--- EXERCISE INSTRUCTIONS ---
Return each line from the rows below that contains the string "negative". Case counts.

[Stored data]
>>>
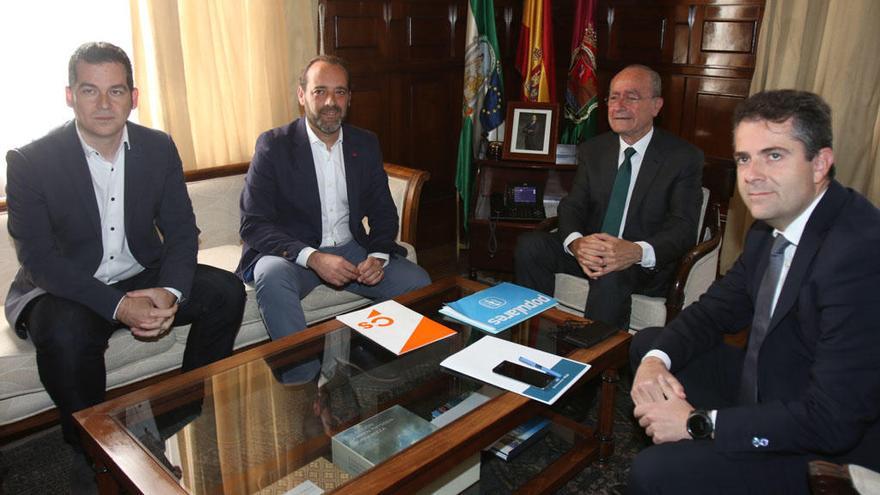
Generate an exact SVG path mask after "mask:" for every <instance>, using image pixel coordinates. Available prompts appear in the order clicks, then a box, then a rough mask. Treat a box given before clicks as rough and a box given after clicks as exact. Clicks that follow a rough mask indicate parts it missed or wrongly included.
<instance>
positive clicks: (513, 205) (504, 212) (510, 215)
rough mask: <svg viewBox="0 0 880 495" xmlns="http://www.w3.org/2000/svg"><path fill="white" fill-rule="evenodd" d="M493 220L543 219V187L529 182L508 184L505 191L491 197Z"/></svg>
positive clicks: (543, 208) (531, 219) (491, 213)
mask: <svg viewBox="0 0 880 495" xmlns="http://www.w3.org/2000/svg"><path fill="white" fill-rule="evenodd" d="M489 206H490V212H489V218H490V219H491V220H526V221H535V220H538V221H540V220H543V219H544V218H545V215H544V195H543V193H542V191H541V189H540V188H539V187H538V186H536V185H534V184H530V183H527V182H524V183H520V184H511V185H508V186H507V187H506V188H505V190H504V193H503V194H502V193H492V196H491V197H490V198H489Z"/></svg>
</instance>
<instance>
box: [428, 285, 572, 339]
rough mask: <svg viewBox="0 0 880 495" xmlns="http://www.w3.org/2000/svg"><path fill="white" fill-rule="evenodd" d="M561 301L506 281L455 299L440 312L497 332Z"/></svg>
mask: <svg viewBox="0 0 880 495" xmlns="http://www.w3.org/2000/svg"><path fill="white" fill-rule="evenodd" d="M557 304H559V302H558V301H557V300H556V299H554V298H552V297H550V296H548V295H546V294H541V293H540V292H538V291H536V290H532V289H527V288H525V287H522V286H519V285H516V284H511V283H510V282H503V283H500V284H498V285H496V286H494V287H489V288H488V289H484V290H481V291H480V292H477V293H474V294H471V295H469V296H467V297H464V298H461V299H459V300H458V301H455V302H451V303H449V304H447V305H445V306H443V308H441V309H440V313H442V314H444V315H446V316H449V317H450V318H454V319H456V320H458V321H461V322H463V323H467V324H468V325H472V326H474V327H477V328H479V329H480V330H483V331H485V332H489V333H491V334H496V333H499V332H501V331H504V330H506V329H508V328H510V327H512V326H514V325H516V324H517V323H520V322H523V321H525V320H527V319H529V318H531V317H532V316H535V315H537V314H539V313H541V312H543V311H546V310H548V309H550V308H552V307H553V306H556V305H557Z"/></svg>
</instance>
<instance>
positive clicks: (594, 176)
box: [559, 127, 703, 279]
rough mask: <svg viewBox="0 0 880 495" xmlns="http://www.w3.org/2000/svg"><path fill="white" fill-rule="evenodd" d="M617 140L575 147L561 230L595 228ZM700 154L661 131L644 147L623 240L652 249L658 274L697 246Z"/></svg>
mask: <svg viewBox="0 0 880 495" xmlns="http://www.w3.org/2000/svg"><path fill="white" fill-rule="evenodd" d="M619 153H620V138H619V137H618V136H617V134H615V133H613V132H607V133H605V134H601V135H599V136H597V137H595V138H593V139H590V140H588V141H586V142H584V143H583V144H581V145H580V146H579V147H578V150H577V156H578V169H577V173H576V175H575V179H574V184H573V185H572V188H571V192H570V193H569V194H568V196H567V197H565V198H564V199H563V200H562V201H561V202H560V203H559V234H560V236H561V237H562V239H563V240H564V239H565V238H566V237H568V235H569V234H571V233H572V232H580V233H581V234H583V235H590V234H594V233H596V232H599V231H600V230H601V228H602V220H603V219H604V218H605V210H606V208H607V207H608V200H609V199H610V197H611V188H612V186H613V185H614V178H615V176H616V175H617V163H618V156H619ZM702 177H703V152H702V151H700V150H699V149H698V148H696V147H695V146H693V145H692V144H690V143H688V142H687V141H684V140H682V139H680V138H678V137H676V136H673V135H672V134H669V133H668V132H666V131H664V130H663V129H658V128H656V127H655V128H654V135H653V136H652V137H651V142H650V143H649V144H648V148H647V149H646V150H645V156H644V158H643V160H642V165H641V169H640V170H639V175H638V177H637V178H636V184H635V187H634V188H633V193H632V198H631V199H630V203H629V210H628V211H627V215H626V226H625V228H624V230H623V236H622V237H623V238H624V239H626V240H628V241H633V242H635V241H645V242H647V243H648V244H650V245H651V246H653V247H654V252H655V254H656V256H657V265H656V268H655V271H656V272H657V274H658V275H657V276H658V277H660V278H663V279H669V278H670V277H671V276H672V272H673V270H675V267H676V266H677V263H678V260H679V259H680V258H681V257H682V256H683V255H684V254H685V252H687V250H688V249H690V248H691V247H693V246H694V244H696V235H697V222H698V221H699V218H700V207H701V205H702V201H703V195H702V189H701V187H702Z"/></svg>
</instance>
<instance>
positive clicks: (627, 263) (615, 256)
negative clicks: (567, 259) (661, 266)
mask: <svg viewBox="0 0 880 495" xmlns="http://www.w3.org/2000/svg"><path fill="white" fill-rule="evenodd" d="M569 250H570V251H571V253H572V254H573V255H574V257H575V259H576V260H577V262H578V265H580V267H581V270H583V271H584V274H586V275H587V276H588V277H590V278H592V279H597V278H599V277H601V276H603V275H607V274H608V273H611V272H616V271H620V270H625V269H627V268H629V267H630V266H632V265H633V264H635V263H638V262H639V261H641V259H642V248H641V247H639V245H638V244H636V243H634V242H630V241H627V240H624V239H620V238H618V237H614V236H613V235H609V234H605V233H598V234H590V235H587V236H583V237H580V238H578V239H575V240H574V241H572V242H571V244H570V245H569Z"/></svg>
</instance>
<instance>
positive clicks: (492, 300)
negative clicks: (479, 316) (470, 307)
mask: <svg viewBox="0 0 880 495" xmlns="http://www.w3.org/2000/svg"><path fill="white" fill-rule="evenodd" d="M479 304H480V306H482V307H484V308H486V309H498V308H500V307H502V306H504V305H505V304H507V301H505V300H504V299H501V298H500V297H495V296H490V297H484V298H482V299H480V300H479Z"/></svg>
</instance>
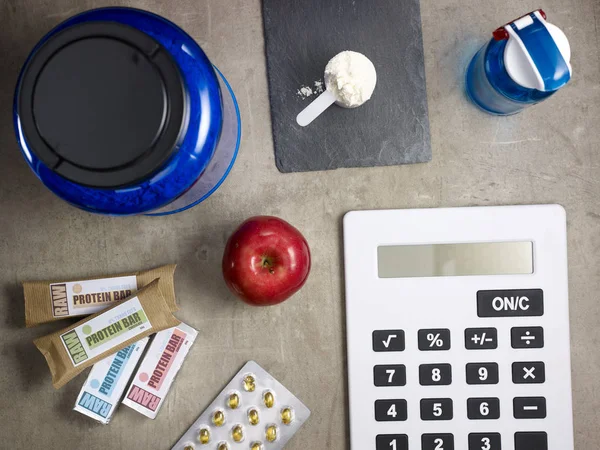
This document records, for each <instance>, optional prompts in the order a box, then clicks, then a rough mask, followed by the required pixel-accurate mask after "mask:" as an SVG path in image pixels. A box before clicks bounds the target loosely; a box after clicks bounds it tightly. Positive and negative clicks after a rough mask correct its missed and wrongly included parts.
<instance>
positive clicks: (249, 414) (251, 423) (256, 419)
mask: <svg viewBox="0 0 600 450" xmlns="http://www.w3.org/2000/svg"><path fill="white" fill-rule="evenodd" d="M248 422H250V425H258V422H260V418H259V417H258V411H257V410H256V409H254V408H252V409H251V410H250V411H248Z"/></svg>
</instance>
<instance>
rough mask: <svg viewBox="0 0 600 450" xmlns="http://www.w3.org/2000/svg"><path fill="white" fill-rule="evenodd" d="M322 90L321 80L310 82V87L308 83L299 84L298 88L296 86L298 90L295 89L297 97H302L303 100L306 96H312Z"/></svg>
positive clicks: (306, 96) (324, 88)
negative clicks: (311, 83) (314, 81)
mask: <svg viewBox="0 0 600 450" xmlns="http://www.w3.org/2000/svg"><path fill="white" fill-rule="evenodd" d="M324 90H325V83H323V80H317V81H315V82H314V83H313V84H312V87H311V86H310V85H302V86H300V88H298V90H297V91H296V94H297V95H298V97H300V98H302V99H303V100H306V99H307V98H309V97H312V96H313V95H318V94H322V93H323V91H324Z"/></svg>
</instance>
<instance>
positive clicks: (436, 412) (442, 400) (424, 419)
mask: <svg viewBox="0 0 600 450" xmlns="http://www.w3.org/2000/svg"><path fill="white" fill-rule="evenodd" d="M453 417H454V410H453V403H452V399H451V398H424V399H422V400H421V420H452V418H453Z"/></svg>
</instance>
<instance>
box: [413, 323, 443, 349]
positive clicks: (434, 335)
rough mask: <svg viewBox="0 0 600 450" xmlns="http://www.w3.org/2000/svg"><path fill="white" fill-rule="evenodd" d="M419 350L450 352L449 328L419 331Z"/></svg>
mask: <svg viewBox="0 0 600 450" xmlns="http://www.w3.org/2000/svg"><path fill="white" fill-rule="evenodd" d="M418 341H419V350H422V351H435V350H450V330H449V329H447V328H431V329H426V330H419V333H418Z"/></svg>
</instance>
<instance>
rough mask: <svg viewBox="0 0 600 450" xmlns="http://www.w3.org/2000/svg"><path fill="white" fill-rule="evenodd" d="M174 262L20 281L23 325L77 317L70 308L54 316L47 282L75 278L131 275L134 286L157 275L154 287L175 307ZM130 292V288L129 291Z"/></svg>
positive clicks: (153, 278)
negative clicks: (173, 275)
mask: <svg viewBox="0 0 600 450" xmlns="http://www.w3.org/2000/svg"><path fill="white" fill-rule="evenodd" d="M176 267H177V266H176V265H175V264H169V265H166V266H161V267H157V268H156V269H150V270H143V271H141V272H128V273H121V274H116V275H111V276H102V277H90V278H85V279H82V278H78V279H75V280H54V281H25V282H23V293H24V295H25V326H26V327H27V328H30V327H34V326H36V325H40V324H42V323H46V322H53V321H55V320H61V319H67V318H69V317H79V316H82V315H89V314H85V313H83V314H81V313H77V311H73V313H71V314H69V315H65V316H61V317H55V316H54V314H53V313H52V296H51V293H50V285H51V284H57V283H58V284H60V283H71V282H76V281H89V280H102V279H109V278H117V277H127V276H135V277H136V280H137V288H138V290H139V289H141V288H143V287H144V286H146V285H147V284H148V283H150V282H151V281H153V280H156V279H157V278H159V279H160V281H159V283H158V288H159V290H160V292H161V294H162V295H163V297H164V298H165V301H166V302H167V304H168V305H169V308H170V309H171V311H177V310H179V306H178V305H177V301H176V299H175V283H174V281H173V275H174V273H175V268H176ZM131 294H132V295H133V294H134V292H132V293H131ZM115 303H116V302H115V301H112V302H107V303H106V304H105V305H106V307H109V306H112V305H113V304H115Z"/></svg>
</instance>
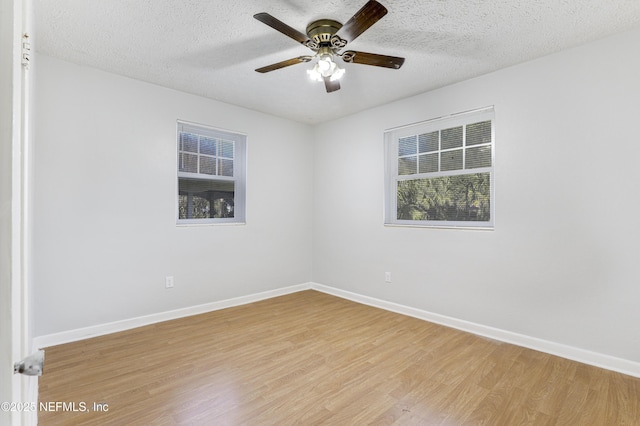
<<<
--- OUTPUT OF THE TASK ---
negative clicks: (567, 259) (661, 266)
negative clicks: (479, 316) (470, 307)
This document records, for each <instance>, optional prompts in the order a box, then clicks, then a rough mask, followed by the required pixel-accurate mask after "mask:" as an SVG path in image pixels. A box before clicks bounds the target loosely; a box after clicks bounds it tightly. Positive and negative clicks after a rough mask correct its missed and wrongly included parts.
negative clicks: (311, 83) (314, 81)
negative clicks: (173, 275)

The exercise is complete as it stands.